TEXTO CITADO:
......

22 Julho 2021
São muitas as esperanças de que no país sul-americano desperta o lançamento da Assembleia Constituinte, o instrumento escolhido, depois dos protestos de rua que eclodiram no final de 2019, para virar a página de forma unânime e escrever uma nova Carta, no lugar da que ainda data da época do General Augusto Pinochet. Uma nova temporada que tem um timbre decididamente "feminino", a partir da composição paritária em termos de gênero da Assembleia, onde prevalecem os independentes de partidos, além de expoentes da atual oposição de esquerda. E uma atenção particular à proteção da criação e das minorias étnicas. Em suma, um Chile ao mesmo tempo "rosa", "verde" e "multicolorido".
A reportagem é de Bruno Desidera, publicada por Agenzia SIR, 21-07-2021. A tradução é de Luisa Rabolini.
"No domingo, 4 de julho, ao ouvir o discurso da recém-eleita presidente da Assembleia Constituinte, uma indígena mapuche, me emocionei, e me senti orgulhosa pelo Chile e por esta oportunidade de incluir todas as populações que vivem no país neste processo”. Patricia Araya é uma jovem advogada, que integra a diretoria da ONG Fima, engajada em campanhas de defesa do meio ambiente. E dá voz a um sentimento comum, às esperanças de que no país sul-americano esteja despertando o início da Assembleia Constituinte, o instrumento escolhido, após os protestos de rua que eclodiram no final de 2019, para virar a página de forma unânime e escrever uma nova Carta, no lugar daquela que ainda data dos tempos do General Augusto Pinochet.
Vimos isso, justamente, no domingo, 5 de julho, quando a professora universitária Elisa Loncón, histórica ativista da população indígena, foi eleita presidente da Assembleia Constituinte, e logo após cumprimentou agitando a bandeira do povo mapuche. “Este sonho é um sonho dos nossos antepassados. Este sonho se torna realidade. É possível refundar o Chile, estabelecer uma nova relação”, disse, prometendo uma “direção coletiva em rodízio” durante os trabalhos da Assembleia Constituinte e expressando seu compromisso com um Chile “plurinacional e intercultural”, atento às mulheres, aos menores e às minorias. É possível “estabelecer uma nova relação entre todas as nações que compõem este país”, concluiu, anunciando que a nova Carta vai proteger a “mãe terra e a água”, hoje considerada um bem privado.

......

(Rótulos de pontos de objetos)
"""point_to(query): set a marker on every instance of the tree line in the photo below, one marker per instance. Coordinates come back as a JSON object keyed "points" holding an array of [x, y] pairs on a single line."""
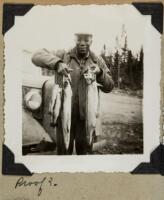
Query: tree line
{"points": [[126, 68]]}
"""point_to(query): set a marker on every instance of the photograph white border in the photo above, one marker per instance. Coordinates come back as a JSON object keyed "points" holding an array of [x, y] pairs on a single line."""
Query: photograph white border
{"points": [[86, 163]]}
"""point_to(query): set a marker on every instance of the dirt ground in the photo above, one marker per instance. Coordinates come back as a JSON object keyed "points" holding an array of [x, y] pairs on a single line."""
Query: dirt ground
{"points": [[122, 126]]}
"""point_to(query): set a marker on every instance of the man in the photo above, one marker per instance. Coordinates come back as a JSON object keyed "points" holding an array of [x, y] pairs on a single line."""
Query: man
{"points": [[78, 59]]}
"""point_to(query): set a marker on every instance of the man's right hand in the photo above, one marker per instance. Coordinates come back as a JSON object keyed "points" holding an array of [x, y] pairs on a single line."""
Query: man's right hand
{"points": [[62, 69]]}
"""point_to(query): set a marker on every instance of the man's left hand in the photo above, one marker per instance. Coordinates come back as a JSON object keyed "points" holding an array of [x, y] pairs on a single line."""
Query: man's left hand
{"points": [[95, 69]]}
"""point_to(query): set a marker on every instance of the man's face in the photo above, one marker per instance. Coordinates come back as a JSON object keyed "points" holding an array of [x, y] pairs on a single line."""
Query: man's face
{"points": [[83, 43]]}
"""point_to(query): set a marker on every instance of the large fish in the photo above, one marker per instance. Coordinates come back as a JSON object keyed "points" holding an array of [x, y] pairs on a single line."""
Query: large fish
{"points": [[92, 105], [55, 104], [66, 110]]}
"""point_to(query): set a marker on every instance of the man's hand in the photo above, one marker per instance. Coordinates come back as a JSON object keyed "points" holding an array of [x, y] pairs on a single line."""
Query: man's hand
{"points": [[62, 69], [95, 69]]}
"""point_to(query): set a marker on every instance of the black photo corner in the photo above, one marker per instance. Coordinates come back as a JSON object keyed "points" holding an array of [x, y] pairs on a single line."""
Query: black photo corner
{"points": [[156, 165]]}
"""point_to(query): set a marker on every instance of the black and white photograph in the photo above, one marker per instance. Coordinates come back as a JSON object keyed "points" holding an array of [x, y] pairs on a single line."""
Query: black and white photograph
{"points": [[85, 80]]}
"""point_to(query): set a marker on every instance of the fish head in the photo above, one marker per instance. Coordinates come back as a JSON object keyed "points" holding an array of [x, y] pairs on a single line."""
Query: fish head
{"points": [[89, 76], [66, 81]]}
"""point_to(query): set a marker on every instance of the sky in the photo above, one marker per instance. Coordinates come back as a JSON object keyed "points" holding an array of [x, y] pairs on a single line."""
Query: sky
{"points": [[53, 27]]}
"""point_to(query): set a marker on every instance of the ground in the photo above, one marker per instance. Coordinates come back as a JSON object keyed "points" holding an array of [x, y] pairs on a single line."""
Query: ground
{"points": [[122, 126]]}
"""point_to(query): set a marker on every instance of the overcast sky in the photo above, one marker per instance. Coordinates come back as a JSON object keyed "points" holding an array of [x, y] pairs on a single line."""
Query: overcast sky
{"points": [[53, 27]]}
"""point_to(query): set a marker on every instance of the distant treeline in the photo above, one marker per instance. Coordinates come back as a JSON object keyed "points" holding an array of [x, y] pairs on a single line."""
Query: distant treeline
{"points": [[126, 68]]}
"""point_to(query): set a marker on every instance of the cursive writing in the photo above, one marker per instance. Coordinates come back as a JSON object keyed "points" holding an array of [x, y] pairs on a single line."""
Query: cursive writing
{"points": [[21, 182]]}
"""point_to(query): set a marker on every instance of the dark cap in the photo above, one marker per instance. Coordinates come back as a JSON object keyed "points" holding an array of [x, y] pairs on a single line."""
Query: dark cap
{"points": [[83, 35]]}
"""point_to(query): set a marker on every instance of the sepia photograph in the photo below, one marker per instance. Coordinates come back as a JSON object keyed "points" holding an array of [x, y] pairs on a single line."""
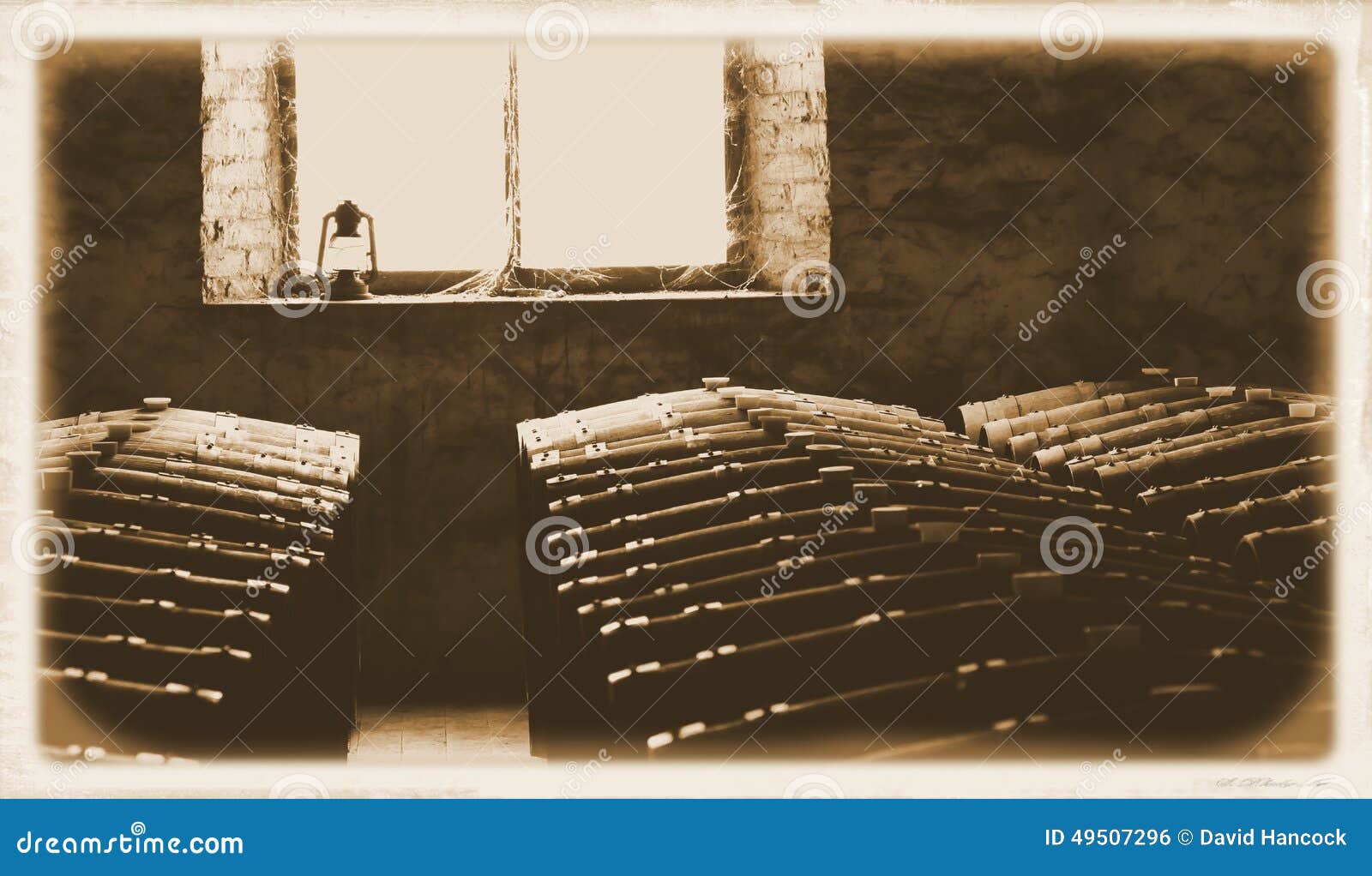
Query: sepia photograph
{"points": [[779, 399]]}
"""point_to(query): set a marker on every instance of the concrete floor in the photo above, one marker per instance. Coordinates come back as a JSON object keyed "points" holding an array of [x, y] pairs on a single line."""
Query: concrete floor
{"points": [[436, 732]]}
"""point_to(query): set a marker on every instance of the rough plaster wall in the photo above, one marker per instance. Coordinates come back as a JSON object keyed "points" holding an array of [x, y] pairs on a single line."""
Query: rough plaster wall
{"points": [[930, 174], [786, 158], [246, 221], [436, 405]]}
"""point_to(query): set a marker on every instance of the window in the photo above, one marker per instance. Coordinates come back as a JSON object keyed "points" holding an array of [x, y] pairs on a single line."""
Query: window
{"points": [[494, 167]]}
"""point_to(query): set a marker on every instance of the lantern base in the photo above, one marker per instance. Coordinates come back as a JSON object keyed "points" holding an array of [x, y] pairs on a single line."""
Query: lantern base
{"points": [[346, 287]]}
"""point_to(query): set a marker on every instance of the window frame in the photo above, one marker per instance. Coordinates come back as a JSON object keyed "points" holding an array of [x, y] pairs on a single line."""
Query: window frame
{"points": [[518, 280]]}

......

OBJETIVO 1: Reescreva em forma de lista, de modo mais curto, o parágrafo do texto citado que começa com "São muitas as esperanças", mantendo seus fatos principais.
OBJETIVO 2: De acordo com o texto citado, de que organização Patricia Araya integra a diretoria?
OBJETIVO 3: Transcreva, por favor, o trecho do texto citado que vai de "Vimos isso, justamente, no" até "um bem privado.".
Baseie-se somente no texto citado.

RESPOSTA ESCRITA 1:
- A Assembleia Constituinte foi o instrumento escolhido, após os protestos de rua do final de 2019, para escrever uma nova Carta no lugar da que data da época do General Augusto Pinochet.
- A composição da Assembleia é paritária em termos de gênero, o que dá à nova fase um timbre "feminino".
- Nela prevalecem os independentes de partidos, além de expoentes da atual oposição de esquerda.
- Há atenção particular à proteção da criação e das minorias étnicas.
- O Chile aparece ao mesmo tempo "rosa", "verde" e "multicolorido".

RESPOSTA ESCRITA 2: Da ONG Fima, engajada em campanhas de defesa do meio ambiente.

RESPOSTA ESCRITA 3:
Vimos isso, justamente, no domingo, 5 de julho, quando a professora universitária Elisa Loncón, histórica ativista da população indígena, foi eleita presidente da Assembleia Constituinte, e logo após cumprimentou agitando a bandeira do povo mapuche. “Este sonho é um sonho dos nossos antepassados. Este sonho se torna realidade. É possível refundar o Chile, estabelecer uma nova relação”, disse, prometendo uma “direção coletiva em rodízio” durante os trabalhos da Assembleia Constituinte e expressando seu compromisso com um Chile “plurinacional e intercultural”, atento às mulheres, aos menores e às minorias. É possível “estabelecer uma nova relação entre todas as nações que compõem este país”, concluiu, anunciando que a nova Carta vai proteger a “mãe terra e a água”, hoje considerada um bem privado.